- _Reading passage_:

Although the image may be truthful to their real-life situation at that time and may easily stir the donors’ compassion, it might harm their future, and thus, intentionally or unintentionally, it can lead to hurtful and unhappy conditions, Giang warned.
Việt Nam has demonstrated its commitment to online protection of children through its ratification of relevant international children’s rights instruments and the recent passage of the 2016 Law on Children, which includes a whole chapter on child protection in general and an article dedicated to child protection online.
The specific provision in Decree No 56/2017/NĐ-CP2017, signed in May by Prime Minister Nguyễn Xuân Phúc and issued recently, has strengthened the country’s commitment to safeguarding children and respecting children’s rights, including the right to privacy, enshrined in Article 16 of the United Nations Convention on the Rights of the Child, in addition to responding to the potential risks of online abuse and exploitation, Anh said.
Lawyer Đỗ Thị Thao Hà, member of the Hà Nội Bar Association
Lawyer Đỗ Thị Thao Hà, member of the Hà Nội Bar Association said with the rapid rise of the internet, posting photographs or video clips of children on social media could lead to unpredictable risks for children, so strict laws are needed to cope with the issue.

- _Records supplied_:
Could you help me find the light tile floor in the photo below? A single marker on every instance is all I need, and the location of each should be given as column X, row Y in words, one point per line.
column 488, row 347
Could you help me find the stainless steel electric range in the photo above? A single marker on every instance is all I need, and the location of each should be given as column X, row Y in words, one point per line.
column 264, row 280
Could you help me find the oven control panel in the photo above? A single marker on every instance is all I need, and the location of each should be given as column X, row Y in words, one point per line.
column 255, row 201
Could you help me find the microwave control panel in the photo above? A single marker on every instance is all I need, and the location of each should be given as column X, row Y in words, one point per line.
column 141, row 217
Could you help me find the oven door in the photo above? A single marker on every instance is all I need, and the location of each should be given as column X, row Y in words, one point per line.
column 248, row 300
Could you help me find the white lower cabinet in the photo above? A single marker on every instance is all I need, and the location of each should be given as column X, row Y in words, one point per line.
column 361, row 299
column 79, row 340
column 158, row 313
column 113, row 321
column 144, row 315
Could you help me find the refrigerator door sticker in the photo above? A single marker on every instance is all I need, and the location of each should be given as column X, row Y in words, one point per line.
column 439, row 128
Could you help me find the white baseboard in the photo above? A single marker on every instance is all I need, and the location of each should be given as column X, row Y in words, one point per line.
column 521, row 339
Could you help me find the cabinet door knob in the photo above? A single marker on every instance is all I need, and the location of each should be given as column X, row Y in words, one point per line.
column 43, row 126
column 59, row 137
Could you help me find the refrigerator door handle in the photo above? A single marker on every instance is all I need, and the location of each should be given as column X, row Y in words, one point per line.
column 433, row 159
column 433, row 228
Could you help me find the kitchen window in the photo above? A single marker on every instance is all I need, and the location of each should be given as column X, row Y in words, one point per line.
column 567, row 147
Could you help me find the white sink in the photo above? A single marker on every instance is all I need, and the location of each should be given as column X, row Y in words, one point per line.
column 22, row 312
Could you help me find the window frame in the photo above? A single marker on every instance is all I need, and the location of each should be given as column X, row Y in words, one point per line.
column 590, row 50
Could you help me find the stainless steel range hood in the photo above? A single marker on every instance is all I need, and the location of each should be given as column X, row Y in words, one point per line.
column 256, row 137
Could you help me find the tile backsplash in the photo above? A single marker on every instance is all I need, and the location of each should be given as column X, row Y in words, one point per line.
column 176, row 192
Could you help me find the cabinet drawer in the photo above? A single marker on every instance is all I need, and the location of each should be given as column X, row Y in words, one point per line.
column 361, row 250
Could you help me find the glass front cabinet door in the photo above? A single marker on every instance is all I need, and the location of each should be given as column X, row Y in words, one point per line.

- _Problems to solve_:
a. According to the passage on protecting children online, who signed Decree No 56/2017/NĐ-CP2017, and in what month?
b. Write the next few sentences of the passage on protecting children online, picking up right after its final sentence.
The listing has nothing to do with the passage about protecting children online.

- _Answers by task_:
a. Prime Minister Nguyễn Xuân Phúc signed it in May.

b.
Commenting on the newly issued decree 56, she pointed out that although it contained eight provisions from Article 49 to Article 56 assigning a legal role and responsibility to individuals and organisations for the protection of children online, the decree had not defined specific guidelines for punishing and imposing sanctions on violators, as well as clarifying the levels of violations.
The handling of violations or prosecution of criminals in connection with online crimes against children is not possible, as there is no adequate or relevant regulations on violations, she said.
To guarantee the legitimate rights and interests of the child, Hà said authorities should concretise all regulations concerning protection of children in the online environment.
The decree is regarded as a foundation for the handling of violations related to children’s protection online, so it should also be considered a starting point for the implementation of regulations relating to privacy of children, as cited in the 2016 Law on Children, Hà said.
Minh and Giang both expressed concern about the performance of the decree, noting that there was a gap between the law and its implementation.
To make the decree more practical in reality, particularly in protecting children from online dangers, there should be close cooperation between authorities, organisations, schools and families, the experts suggested.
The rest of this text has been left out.